Tasks to carry out:
1 – Retype the stretch of the acupuncture text from "Arthritis research UK in" through "rheumatoid arthritis sufferers.".
2 – Please translate this sentence from the acupuncture text into Spanish: "NICE guidelines currently recommend acupuncture for neck and back pain."

Given text:
——
I work alongside two osteopaths and we tend to see a lot of people with musculoskeletal problems. I specialise in this area and have a multi faceted approach to people getting well, or helping them manage chronic problems.

The way I work is from a Traditional Chinese Medical model and use of naturopathic principles. Naturopaths believe prevention is always better than cure, and the more we can look at changes to environment, diet and posture and lifestyle, the more we can prevent symptoms getting worse.

My background is nursing. I have a long relationship with the NHS and have no problem looking on both sides of the fence when it comes to finding a path to recovery that suits my clients. Working within the healthcare sector, I believe the answers to complex health conditions will come by truly integrating complementary and orthodox treatments. NICE guidelines currently recommend acupuncture for neck and back pain.

Sometimes acupuncture alone is enough to reduce inflammation and pain. Often a dietary change may be recommended and use of supplements or transdermal oil, such as magnesium, which is nature’s natural muscle relaxant.

I use massage and often use electro acupuncture (tens). If you are looking for an exercise class, my Tai Chi classes are taught with arthritis sufferers in mind, focusing on mobilising joints and correct posture.

Arthritis research UK in January 2013 finished a commissioned report, looking at the effectiveness of complementary therapies. They discovered that a quarter of the UK population used complementary and alternative therapies (CAMs), over a one year period and 44 percent of the population would use it during their lifetime. However, are they safe and are they effective? Arthritis Research UK looked at the research results and graded their findings.

Acupuncture, Massage and T’ai Chi came out with the most effective outcomes for treatment of osteoarthritis, lower back pain and fibromyalgia. Rheumatoid arthritis was shown to have the least amount of evidence for reduction of symptoms with CAMs. However, this may show that there is not enough random controlled trials for most therapies to show evidence of benefit to rheumatoid arthritis sufferers.
——
Given entries:
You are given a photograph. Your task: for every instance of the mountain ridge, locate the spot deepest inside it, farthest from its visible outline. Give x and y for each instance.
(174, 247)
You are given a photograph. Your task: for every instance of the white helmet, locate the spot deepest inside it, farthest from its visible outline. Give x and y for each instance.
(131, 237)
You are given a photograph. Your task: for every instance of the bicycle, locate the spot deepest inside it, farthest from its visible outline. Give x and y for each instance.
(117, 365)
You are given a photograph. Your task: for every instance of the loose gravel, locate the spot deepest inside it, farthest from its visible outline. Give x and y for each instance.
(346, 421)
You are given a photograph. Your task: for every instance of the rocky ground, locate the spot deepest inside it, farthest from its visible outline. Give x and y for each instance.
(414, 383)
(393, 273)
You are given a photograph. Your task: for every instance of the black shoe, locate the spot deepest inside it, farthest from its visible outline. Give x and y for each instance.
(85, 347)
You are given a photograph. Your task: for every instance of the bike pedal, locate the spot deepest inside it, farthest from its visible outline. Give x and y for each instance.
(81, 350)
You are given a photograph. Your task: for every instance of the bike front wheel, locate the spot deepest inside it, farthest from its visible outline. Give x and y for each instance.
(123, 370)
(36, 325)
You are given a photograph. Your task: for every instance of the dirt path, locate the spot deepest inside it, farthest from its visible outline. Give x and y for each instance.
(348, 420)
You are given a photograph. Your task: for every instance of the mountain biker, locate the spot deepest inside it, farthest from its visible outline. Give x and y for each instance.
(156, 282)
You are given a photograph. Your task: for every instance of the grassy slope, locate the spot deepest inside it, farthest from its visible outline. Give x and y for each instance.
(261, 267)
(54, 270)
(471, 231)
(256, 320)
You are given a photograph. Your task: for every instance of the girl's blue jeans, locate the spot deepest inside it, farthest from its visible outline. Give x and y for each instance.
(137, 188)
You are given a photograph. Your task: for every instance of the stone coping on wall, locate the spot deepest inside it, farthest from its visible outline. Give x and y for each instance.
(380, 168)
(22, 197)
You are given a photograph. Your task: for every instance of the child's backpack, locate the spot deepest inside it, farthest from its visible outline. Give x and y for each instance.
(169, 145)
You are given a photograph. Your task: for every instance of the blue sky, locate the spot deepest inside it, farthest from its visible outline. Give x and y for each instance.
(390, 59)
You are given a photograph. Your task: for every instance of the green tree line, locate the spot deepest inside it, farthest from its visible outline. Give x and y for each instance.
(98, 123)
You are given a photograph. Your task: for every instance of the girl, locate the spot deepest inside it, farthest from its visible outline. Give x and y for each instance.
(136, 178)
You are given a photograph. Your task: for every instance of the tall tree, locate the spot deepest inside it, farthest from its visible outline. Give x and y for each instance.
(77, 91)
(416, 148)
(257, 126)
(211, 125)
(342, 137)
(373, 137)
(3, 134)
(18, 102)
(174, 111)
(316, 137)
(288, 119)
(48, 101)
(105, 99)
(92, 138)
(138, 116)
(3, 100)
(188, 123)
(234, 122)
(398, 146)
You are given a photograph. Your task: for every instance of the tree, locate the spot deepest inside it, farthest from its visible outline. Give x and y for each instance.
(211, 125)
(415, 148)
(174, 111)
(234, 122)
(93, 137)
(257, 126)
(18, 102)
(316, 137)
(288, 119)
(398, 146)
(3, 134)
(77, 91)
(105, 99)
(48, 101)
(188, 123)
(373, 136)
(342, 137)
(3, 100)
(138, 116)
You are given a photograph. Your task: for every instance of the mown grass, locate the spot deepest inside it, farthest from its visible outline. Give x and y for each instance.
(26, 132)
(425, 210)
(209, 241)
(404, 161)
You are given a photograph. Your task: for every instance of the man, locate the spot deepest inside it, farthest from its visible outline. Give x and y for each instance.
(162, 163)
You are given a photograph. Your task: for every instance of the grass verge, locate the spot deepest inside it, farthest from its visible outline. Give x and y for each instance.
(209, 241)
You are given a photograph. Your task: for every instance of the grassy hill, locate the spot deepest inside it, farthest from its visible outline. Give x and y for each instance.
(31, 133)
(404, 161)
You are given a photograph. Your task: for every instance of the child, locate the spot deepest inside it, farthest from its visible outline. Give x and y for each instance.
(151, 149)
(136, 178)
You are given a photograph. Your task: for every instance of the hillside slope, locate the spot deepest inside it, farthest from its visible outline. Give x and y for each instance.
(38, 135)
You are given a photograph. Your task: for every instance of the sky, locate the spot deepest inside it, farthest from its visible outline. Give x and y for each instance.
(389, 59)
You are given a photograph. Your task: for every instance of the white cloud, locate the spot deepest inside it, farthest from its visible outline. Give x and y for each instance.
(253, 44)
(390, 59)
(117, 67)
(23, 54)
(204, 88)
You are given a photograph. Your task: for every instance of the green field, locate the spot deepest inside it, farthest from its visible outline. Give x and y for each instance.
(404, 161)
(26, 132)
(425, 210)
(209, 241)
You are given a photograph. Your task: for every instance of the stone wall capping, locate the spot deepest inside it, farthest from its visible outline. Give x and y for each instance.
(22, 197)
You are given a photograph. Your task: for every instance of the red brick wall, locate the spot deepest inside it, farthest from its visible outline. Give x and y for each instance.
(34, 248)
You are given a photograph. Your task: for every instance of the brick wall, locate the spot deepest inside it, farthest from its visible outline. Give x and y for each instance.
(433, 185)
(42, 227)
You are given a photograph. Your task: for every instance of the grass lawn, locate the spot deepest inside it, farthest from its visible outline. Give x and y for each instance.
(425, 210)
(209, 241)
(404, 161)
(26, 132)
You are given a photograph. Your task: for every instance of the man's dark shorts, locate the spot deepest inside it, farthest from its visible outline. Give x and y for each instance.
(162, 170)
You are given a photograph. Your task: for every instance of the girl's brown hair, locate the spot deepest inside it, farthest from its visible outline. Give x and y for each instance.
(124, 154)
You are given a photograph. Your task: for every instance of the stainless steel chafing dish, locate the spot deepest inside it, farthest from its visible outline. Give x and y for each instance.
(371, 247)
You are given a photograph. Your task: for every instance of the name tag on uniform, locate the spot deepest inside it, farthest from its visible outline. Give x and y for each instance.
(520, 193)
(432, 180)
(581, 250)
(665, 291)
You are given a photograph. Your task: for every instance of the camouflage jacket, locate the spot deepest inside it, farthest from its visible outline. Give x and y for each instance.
——
Answer list:
1 –
Arthritis research UK in January 2013 finished a commissioned report, looking at the effectiveness of complementary therapies. They discovered that a quarter of the UK population used complementary and alternative therapies (CAMs), over a one year period and 44 percent of the population would use it during their lifetime. However, are they safe and are they effective? Arthritis Research UK looked at the research results and graded their findings.

Acupuncture, Massage and T’ai Chi came out with the most effective outcomes for treatment of osteoarthritis, lower back pain and fibromyalgia. Rheumatoid arthritis was shown to have the least amount of evidence for reduction of symptoms with CAMs. However, this may show that there is not enough random controlled trials for most therapies to show evidence of benefit to rheumatoid arthritis sufferers.

2 – Las directrices de NICE recomiendan actualmente la acupuntura para el dolor de cuello y de espalda.